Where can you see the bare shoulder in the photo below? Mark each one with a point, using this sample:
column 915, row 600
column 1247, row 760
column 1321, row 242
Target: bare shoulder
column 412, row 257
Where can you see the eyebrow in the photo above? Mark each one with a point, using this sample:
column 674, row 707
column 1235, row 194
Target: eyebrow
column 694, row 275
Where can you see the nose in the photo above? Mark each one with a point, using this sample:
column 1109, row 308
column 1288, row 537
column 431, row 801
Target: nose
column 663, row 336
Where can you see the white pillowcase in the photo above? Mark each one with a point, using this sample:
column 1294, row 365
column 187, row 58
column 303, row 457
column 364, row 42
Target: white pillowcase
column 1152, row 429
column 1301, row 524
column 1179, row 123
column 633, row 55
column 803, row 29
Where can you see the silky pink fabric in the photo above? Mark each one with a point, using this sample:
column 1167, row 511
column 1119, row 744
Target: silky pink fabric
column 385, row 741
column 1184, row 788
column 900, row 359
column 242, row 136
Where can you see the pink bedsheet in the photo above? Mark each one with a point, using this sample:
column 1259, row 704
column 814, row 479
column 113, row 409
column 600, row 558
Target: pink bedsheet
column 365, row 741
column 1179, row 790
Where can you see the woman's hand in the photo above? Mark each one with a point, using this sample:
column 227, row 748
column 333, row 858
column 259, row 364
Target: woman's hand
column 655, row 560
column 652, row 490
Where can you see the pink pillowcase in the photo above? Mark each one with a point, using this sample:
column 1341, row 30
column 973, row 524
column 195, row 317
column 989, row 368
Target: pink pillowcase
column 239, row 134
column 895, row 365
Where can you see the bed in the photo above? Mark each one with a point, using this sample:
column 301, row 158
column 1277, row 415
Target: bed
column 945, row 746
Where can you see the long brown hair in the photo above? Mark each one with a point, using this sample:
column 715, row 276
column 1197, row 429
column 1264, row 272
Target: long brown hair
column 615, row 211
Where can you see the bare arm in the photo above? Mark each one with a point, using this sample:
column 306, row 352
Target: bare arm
::::
▶ **AIM OF THE EXERCISE**: Working from the material above, restate word for word the lines between the line with "column 431, row 801" and the line with "column 364, row 42", both included, and only those.

▶ **RESULT OF THE TASK**:
column 431, row 801
Target: nose
column 663, row 336
Where can you see the white pillowcase in the photo above? Mark each one with a point, using this sample:
column 1294, row 365
column 187, row 58
column 303, row 457
column 364, row 42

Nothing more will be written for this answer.